• [Work task]
From the line containing "Where can the bus door be found here?" down to the line containing "Target: golden-lit cloud" in the records below, reproduce every line exactly, ends included, and omit all others.
§ §
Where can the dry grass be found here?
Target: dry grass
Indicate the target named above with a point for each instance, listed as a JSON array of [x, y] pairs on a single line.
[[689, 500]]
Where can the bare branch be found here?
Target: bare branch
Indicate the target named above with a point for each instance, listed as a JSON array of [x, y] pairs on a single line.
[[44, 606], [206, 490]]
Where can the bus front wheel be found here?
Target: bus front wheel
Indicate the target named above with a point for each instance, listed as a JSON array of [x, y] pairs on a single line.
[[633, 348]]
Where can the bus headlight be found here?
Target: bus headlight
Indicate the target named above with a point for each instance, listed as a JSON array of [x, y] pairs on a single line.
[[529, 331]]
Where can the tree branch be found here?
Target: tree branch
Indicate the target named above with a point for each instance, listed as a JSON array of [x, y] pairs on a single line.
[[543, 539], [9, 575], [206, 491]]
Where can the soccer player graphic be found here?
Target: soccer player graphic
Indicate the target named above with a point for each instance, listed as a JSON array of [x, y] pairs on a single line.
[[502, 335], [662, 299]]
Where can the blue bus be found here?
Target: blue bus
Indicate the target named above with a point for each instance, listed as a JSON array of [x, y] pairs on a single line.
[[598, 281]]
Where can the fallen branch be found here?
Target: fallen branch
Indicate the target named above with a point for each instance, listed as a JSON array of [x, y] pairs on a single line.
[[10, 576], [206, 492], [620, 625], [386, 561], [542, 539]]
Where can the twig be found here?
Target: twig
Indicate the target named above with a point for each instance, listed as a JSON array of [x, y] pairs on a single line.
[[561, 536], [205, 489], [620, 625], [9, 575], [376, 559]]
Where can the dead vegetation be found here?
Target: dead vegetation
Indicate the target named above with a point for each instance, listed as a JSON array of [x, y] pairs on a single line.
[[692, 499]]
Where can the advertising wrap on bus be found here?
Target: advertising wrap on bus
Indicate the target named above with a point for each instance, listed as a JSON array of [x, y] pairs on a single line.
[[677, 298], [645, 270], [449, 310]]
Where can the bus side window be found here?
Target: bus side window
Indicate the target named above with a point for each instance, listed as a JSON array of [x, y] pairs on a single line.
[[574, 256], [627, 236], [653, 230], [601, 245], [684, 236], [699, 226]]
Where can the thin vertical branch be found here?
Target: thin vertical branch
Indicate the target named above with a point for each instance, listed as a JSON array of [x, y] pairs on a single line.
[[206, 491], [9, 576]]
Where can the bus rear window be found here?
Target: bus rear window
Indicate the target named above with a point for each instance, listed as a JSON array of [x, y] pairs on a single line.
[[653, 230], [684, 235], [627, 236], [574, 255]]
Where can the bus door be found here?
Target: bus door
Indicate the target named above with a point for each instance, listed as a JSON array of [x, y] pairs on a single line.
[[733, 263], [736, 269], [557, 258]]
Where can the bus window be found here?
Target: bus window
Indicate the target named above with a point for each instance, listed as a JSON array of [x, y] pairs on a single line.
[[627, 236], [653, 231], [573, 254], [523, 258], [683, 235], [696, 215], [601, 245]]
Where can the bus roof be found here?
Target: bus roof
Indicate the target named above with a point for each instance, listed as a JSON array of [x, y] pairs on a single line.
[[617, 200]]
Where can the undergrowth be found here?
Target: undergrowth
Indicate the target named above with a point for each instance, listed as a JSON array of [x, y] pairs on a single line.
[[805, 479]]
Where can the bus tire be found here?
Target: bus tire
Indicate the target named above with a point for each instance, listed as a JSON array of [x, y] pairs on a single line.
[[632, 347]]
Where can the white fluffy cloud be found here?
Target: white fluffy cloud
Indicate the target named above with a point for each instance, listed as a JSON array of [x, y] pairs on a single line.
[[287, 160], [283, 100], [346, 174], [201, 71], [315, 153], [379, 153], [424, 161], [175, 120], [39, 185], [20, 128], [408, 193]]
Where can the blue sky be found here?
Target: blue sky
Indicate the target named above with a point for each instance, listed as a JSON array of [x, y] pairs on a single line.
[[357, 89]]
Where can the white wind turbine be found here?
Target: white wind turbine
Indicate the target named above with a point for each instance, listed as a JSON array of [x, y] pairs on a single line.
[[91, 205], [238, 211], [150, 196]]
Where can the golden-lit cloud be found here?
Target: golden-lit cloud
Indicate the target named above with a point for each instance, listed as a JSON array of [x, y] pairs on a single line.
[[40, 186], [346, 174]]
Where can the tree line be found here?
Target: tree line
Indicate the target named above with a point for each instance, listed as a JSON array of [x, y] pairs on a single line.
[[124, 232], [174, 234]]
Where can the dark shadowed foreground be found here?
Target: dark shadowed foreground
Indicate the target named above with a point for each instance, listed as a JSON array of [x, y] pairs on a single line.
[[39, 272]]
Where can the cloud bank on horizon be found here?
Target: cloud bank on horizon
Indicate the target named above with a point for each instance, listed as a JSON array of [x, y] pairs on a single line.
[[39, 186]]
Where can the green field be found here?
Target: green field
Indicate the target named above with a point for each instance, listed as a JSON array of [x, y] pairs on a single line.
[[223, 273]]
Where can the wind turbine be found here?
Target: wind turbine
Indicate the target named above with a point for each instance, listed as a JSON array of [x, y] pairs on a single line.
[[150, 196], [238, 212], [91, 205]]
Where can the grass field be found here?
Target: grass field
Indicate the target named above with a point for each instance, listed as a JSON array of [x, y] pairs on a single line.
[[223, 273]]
§ §
• [Solution]
Where can the bus door be found here?
Target: bus door
Indicate the target named above with a point for each instance, listed as a JSON array of [x, y] pairs on a single line.
[[733, 263], [736, 269], [557, 258]]
Where can the bus window be found here?
Target: bus window
Indicate the target named above with a point for each instance, listed as a JSON array of [x, y] pairs on a single line.
[[627, 236], [653, 231], [573, 254], [523, 258], [683, 235], [696, 215], [601, 245]]
Where can the bus roof be found here?
Target: bus roof
Indicate the target named above with a point for each instance, listed as a JSON array of [x, y] pairs on a single line.
[[617, 200]]
Where can the undergrowth be found here?
Target: undergrowth
Indicate the target named above with a point for each instance, listed as a JSON array of [x, y] pairs on a single line.
[[805, 479]]
Where can the bus tire be found here?
Target: bus tire
Indicate the target named above with a point for each instance, listed as a JSON array of [x, y] pairs on a single line.
[[632, 347]]
Where can the white fluffy cloud be found here?
Target: white fluffy cloud
Indicate the target named above with a point for each instance, listed as a JSON array of [x, y] pairs on a single line.
[[287, 160], [283, 100], [346, 174], [201, 71], [315, 153], [379, 153], [424, 161], [175, 120], [39, 185], [20, 128], [408, 193]]
Where can the blue sky be found here?
Target: blue sky
Indicate the target named above with a point for each instance, listed as a JSON array of [x, y] pairs on a single line.
[[357, 89]]
Where can the white wind turbine be found here?
Target: white wind turbine
Indicate the target named above with a point for each instance, listed as a JSON array of [x, y] pairs on a single line.
[[91, 205], [238, 211], [150, 196]]
Where can the golden-lit cloud be found here?
Target: golden-lit cloud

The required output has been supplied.